Vorliegender Text:
════

Dass die Wahl der gegenwärtigen Regierung in Italien hingegen weniger als ein Tabubruch wahrgenommen wird als im Ausland, liegt unter anderem daran, dass es Regierungskoalitionen in dieser Zusammensetzung schon seit 1994 gibt. Nach dem Zusammenbruch des Parteiensystems zu Anfang der 1990er hatte die sich auflösende Christdemokratische Partei ein Machtvakuum im bürgerlich-konservativen Lager hinterlassen, in das damals Silvio Berlusconi mit seiner neu gegründeten Partei Forza Italia stieß. Gemeinsam mit der Lega Nord und der Alleanza Nazionale bildete Berlusconi bereits 1994 eine Regierung. In leicht veränderter Form setzt sich auch die heutige italienische Regierung aus einem Bündnis dieser Parteien zusammen. Statt der AN regiert heute Melonis Nachfolgepartei Fratelli d’Italia. Der entscheidende Unterschied zu 1994 besteht in dem Kräfteverhältnis zwischen den Parteien, nicht in der Zusammensetzung des Bündnisses.

Bei der Wahl 2022 spielte das 2017 geänderte Wahlsystem dem strategisch geeinten Rechtsbündnis zusätzlich in die Hände. Denn seitdem gilt ein Grabenwahlsystem, in dem circa ein Drittel der Abgeordneten durch Mehrheitswahl bestimmt wird, wobei diese Mandate nicht mehr durch Proporzstimmen ausgeglichen werden können. Wer in den Mehrheitswahlkreisen siegt, dominiert auf diese Weise relativ leicht das Parlament. Die strategische Einigkeit der FdI und die Zersplitterung der linken Parteien führte so zu dem großen Erfolg der Postfaschisten im ganzen Land.

Folgen für die italienische Bildungspolitik

Was folgt nun aus dieser Situation für die Bildungspolitik in Italien? Im Parteiprogramm der FdI steht zu lesen, Bildung müsse wieder einen angemesseneren Stellenwert in der Gesellschaft erhalten. Die Gehälter von Lehrern und Dozenten sollen an den europäischen Durchschnitt herangeführt, Gebäude sollen saniert und nachhaltig umgebaut werden, das Bildungssystem soll insgesamt stärker internationalisiert werden, um wettbewerbsfähig zu bleiben. Alle Studierende sollen die englische Sprache beherrschen können und einen Teil ihres Studiums im Ausland verbringen. Es soll darauf geachtet werden, dass das Studium dazu führt, eine Arbeit zu finden. Dies soll durch Querschnittspfade zwischen den Bildungsinstitutionen erleichtert werden.

════

Gegebenes Material:
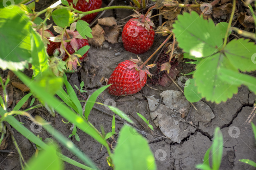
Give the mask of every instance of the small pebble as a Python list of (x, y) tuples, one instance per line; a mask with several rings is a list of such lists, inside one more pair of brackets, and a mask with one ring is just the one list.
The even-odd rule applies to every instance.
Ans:
[(115, 55), (116, 56), (118, 56), (119, 55), (121, 55), (121, 53), (120, 52), (118, 52), (118, 53), (116, 53), (115, 54)]
[(122, 40), (122, 36), (120, 36), (119, 37), (119, 38), (118, 38), (118, 42), (119, 43), (122, 43), (123, 42), (123, 41)]
[(109, 45), (108, 44), (108, 43), (107, 42), (103, 42), (103, 45), (102, 47), (103, 48), (108, 48), (109, 47)]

════

Arbeitsauftrag:
Beantworte anhand des Textes über Italiens Regierung und Bildungspolitik diese Fragen:
1. Mit welchen beiden Parteien bildete Berlusconi 1994 eine Regierung?
2. Welcher Anteil der Abgeordneten wird im seit 2017 geltenden Wahlsystem durch Mehrheitswahl bestimmt?
3. An welchen Wert sollen die Gehälter von Lehrern und Dozenten laut Parteiprogramm der FdI herangeführt werden?

Lösung:
1. Mit der Lega Nord und der Alleanza Nazionale.
2. Circa ein Drittel.
3. An den europäischen Durchschnitt.